▸ Exercise description
The output should consist solely of the line containing "Target: white motorboat" and the lines that follow it through the end of the data below.

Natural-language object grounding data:
★ ★ ★ ★

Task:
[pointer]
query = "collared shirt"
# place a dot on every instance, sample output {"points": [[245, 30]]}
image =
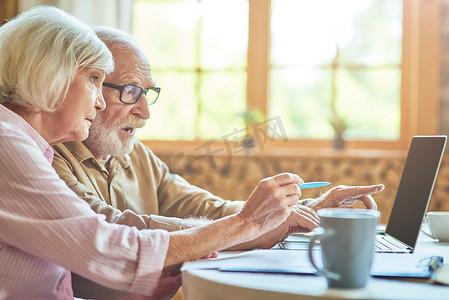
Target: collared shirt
{"points": [[46, 230], [136, 189]]}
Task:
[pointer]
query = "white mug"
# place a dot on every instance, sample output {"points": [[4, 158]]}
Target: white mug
{"points": [[347, 245], [438, 224]]}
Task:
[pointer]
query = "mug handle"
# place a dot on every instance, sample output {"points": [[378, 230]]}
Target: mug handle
{"points": [[319, 233], [429, 234]]}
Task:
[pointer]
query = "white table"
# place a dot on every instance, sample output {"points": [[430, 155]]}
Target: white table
{"points": [[201, 284]]}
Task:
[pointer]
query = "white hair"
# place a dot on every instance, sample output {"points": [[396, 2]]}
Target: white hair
{"points": [[115, 38], [41, 51]]}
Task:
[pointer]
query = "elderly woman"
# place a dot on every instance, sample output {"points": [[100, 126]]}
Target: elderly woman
{"points": [[51, 72]]}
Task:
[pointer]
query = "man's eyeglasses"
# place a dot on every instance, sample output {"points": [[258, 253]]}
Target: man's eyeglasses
{"points": [[131, 93]]}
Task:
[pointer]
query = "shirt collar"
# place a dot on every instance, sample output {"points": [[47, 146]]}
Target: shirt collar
{"points": [[82, 153]]}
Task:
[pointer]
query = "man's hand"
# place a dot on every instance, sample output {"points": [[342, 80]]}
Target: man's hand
{"points": [[301, 219], [344, 196], [168, 285], [271, 202]]}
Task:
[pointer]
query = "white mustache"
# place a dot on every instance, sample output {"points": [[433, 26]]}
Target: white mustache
{"points": [[132, 122]]}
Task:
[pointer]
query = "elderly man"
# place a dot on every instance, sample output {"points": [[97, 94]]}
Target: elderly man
{"points": [[122, 179]]}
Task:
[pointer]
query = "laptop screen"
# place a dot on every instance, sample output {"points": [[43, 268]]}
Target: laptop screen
{"points": [[415, 188]]}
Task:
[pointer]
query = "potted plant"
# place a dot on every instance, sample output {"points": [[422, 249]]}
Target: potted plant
{"points": [[339, 124]]}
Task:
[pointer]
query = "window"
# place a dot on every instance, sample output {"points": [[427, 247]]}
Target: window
{"points": [[371, 65]]}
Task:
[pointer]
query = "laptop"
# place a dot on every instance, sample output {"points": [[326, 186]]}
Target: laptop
{"points": [[413, 195]]}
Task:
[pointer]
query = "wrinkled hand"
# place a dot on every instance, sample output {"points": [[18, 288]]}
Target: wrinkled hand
{"points": [[271, 202], [168, 285], [344, 196], [301, 219]]}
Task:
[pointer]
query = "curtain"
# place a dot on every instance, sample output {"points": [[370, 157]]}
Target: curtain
{"points": [[114, 13]]}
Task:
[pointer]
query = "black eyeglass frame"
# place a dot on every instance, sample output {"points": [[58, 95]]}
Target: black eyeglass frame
{"points": [[121, 88]]}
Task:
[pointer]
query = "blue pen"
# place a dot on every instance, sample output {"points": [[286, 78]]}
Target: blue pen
{"points": [[308, 185]]}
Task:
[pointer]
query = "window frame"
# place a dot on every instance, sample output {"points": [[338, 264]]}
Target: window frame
{"points": [[420, 76]]}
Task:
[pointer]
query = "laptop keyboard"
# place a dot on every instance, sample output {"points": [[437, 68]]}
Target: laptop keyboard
{"points": [[382, 245], [387, 244]]}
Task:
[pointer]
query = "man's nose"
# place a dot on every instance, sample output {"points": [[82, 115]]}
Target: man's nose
{"points": [[141, 108]]}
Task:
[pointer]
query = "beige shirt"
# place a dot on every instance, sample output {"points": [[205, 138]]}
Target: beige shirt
{"points": [[136, 189]]}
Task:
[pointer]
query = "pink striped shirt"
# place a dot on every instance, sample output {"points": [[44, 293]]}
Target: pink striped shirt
{"points": [[46, 231]]}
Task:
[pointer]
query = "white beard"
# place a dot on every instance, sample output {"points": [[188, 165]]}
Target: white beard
{"points": [[104, 140]]}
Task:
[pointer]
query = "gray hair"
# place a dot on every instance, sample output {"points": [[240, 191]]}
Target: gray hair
{"points": [[115, 38], [41, 51]]}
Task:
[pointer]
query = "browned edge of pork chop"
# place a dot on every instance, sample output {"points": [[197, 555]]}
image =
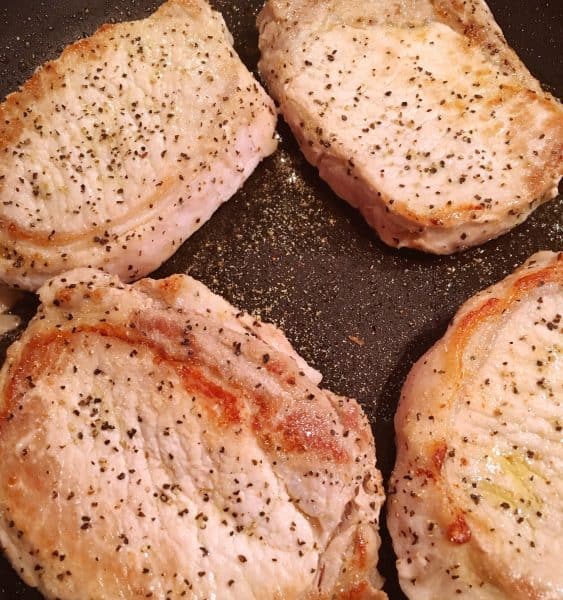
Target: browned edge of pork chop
{"points": [[155, 440]]}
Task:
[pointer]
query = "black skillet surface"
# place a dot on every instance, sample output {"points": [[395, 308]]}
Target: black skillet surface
{"points": [[286, 248]]}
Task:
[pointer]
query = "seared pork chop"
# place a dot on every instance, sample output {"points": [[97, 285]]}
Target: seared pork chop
{"points": [[154, 440], [417, 113], [116, 152], [476, 498]]}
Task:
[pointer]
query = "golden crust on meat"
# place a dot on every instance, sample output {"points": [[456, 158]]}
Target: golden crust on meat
{"points": [[476, 483], [137, 420]]}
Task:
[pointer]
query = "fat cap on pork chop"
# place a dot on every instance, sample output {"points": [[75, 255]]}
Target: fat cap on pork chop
{"points": [[476, 497], [116, 152], [155, 440], [417, 113]]}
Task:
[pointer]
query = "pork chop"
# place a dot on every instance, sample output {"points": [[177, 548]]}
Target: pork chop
{"points": [[116, 152], [476, 498], [417, 113], [154, 440]]}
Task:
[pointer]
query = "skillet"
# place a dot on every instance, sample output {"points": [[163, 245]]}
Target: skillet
{"points": [[288, 249]]}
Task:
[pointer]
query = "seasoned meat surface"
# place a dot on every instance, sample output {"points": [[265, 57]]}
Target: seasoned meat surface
{"points": [[116, 152], [476, 498], [416, 112], [154, 440]]}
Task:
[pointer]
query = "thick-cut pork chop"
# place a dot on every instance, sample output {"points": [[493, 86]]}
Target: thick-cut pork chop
{"points": [[476, 504], [416, 112], [115, 153], [154, 442]]}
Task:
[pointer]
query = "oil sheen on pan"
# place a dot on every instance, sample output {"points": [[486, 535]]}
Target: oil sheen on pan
{"points": [[288, 249]]}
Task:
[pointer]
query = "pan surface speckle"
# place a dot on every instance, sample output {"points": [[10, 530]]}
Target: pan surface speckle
{"points": [[288, 249]]}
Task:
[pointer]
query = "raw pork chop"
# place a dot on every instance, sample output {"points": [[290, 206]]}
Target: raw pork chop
{"points": [[155, 440], [114, 154], [416, 112], [476, 504]]}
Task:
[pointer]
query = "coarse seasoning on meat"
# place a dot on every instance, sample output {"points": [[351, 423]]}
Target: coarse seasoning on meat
{"points": [[156, 442], [116, 152], [417, 113], [476, 498]]}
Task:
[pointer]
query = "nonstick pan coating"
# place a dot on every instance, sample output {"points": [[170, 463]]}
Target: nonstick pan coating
{"points": [[288, 249]]}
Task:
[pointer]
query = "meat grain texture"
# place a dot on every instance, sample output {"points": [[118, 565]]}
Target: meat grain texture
{"points": [[156, 442], [476, 497], [417, 113], [116, 152]]}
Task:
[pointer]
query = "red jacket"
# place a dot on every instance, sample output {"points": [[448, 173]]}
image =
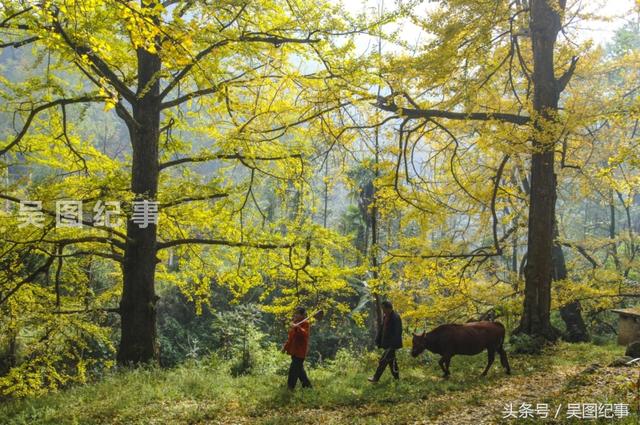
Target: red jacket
{"points": [[298, 341]]}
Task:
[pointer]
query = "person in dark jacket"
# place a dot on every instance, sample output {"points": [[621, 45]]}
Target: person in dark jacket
{"points": [[297, 346], [390, 338]]}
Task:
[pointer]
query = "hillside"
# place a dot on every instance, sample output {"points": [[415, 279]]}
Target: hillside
{"points": [[204, 392]]}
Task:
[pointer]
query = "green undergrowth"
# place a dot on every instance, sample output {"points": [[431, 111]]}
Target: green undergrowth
{"points": [[206, 392]]}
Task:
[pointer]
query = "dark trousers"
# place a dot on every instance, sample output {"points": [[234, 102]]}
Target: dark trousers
{"points": [[388, 359], [296, 371]]}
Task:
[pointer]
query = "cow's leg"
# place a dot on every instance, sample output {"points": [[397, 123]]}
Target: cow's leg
{"points": [[447, 361], [444, 370], [503, 360], [491, 353]]}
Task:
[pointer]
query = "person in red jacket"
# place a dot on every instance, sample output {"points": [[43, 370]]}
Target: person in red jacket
{"points": [[297, 346]]}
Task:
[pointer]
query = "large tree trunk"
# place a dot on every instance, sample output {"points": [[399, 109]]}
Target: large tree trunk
{"points": [[138, 303], [545, 25]]}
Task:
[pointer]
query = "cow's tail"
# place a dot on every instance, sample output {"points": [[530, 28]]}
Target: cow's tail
{"points": [[501, 351], [504, 332]]}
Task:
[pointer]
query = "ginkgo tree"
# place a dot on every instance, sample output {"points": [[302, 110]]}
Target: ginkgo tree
{"points": [[483, 110], [217, 85]]}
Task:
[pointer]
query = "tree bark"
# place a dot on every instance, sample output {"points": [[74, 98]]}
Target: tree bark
{"points": [[138, 303], [545, 23]]}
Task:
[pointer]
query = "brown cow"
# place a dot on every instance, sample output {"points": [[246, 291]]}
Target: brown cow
{"points": [[467, 339]]}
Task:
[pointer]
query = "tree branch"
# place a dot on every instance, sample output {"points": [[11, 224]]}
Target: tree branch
{"points": [[203, 241], [435, 113]]}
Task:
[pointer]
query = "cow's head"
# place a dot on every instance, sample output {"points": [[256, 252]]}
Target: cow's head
{"points": [[419, 344]]}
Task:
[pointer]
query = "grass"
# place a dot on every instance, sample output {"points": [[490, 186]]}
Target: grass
{"points": [[205, 393]]}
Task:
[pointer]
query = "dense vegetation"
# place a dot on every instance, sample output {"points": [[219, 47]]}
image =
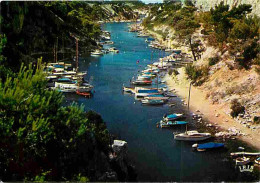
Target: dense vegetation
{"points": [[230, 30], [235, 31], [41, 27], [41, 139]]}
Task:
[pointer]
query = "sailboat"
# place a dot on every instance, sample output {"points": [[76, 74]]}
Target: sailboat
{"points": [[192, 136], [81, 90]]}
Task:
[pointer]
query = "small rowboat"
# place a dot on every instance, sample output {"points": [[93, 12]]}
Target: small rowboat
{"points": [[139, 82], [172, 117], [257, 161], [128, 89], [165, 124], [192, 136], [242, 160], [152, 102], [206, 146], [85, 94]]}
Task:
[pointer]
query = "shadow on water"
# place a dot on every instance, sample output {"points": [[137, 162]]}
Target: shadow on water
{"points": [[153, 151]]}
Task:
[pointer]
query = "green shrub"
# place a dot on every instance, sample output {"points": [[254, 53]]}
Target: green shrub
{"points": [[236, 108], [173, 71], [256, 119], [197, 73], [213, 60]]}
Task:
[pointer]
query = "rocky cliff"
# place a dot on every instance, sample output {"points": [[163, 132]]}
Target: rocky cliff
{"points": [[205, 5]]}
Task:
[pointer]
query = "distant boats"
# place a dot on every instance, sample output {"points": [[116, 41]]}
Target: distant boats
{"points": [[192, 136], [257, 161], [141, 82], [207, 146], [97, 53], [166, 124], [153, 101], [173, 117], [113, 50], [242, 160]]}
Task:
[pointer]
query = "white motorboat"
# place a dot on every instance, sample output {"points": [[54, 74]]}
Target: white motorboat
{"points": [[96, 53], [242, 160], [192, 136]]}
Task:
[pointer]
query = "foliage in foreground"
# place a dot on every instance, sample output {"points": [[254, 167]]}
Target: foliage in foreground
{"points": [[236, 108], [41, 139], [197, 74]]}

★ ★ ★ ★

▸ Final answer
Target: white motorboat
{"points": [[96, 53], [242, 160], [192, 136]]}
Task:
[pointer]
query = "foliage in foreground"
# place a dot on every instance, sample output {"points": [[254, 167]]}
Target: foliage in foreground
{"points": [[236, 108], [41, 139], [197, 74]]}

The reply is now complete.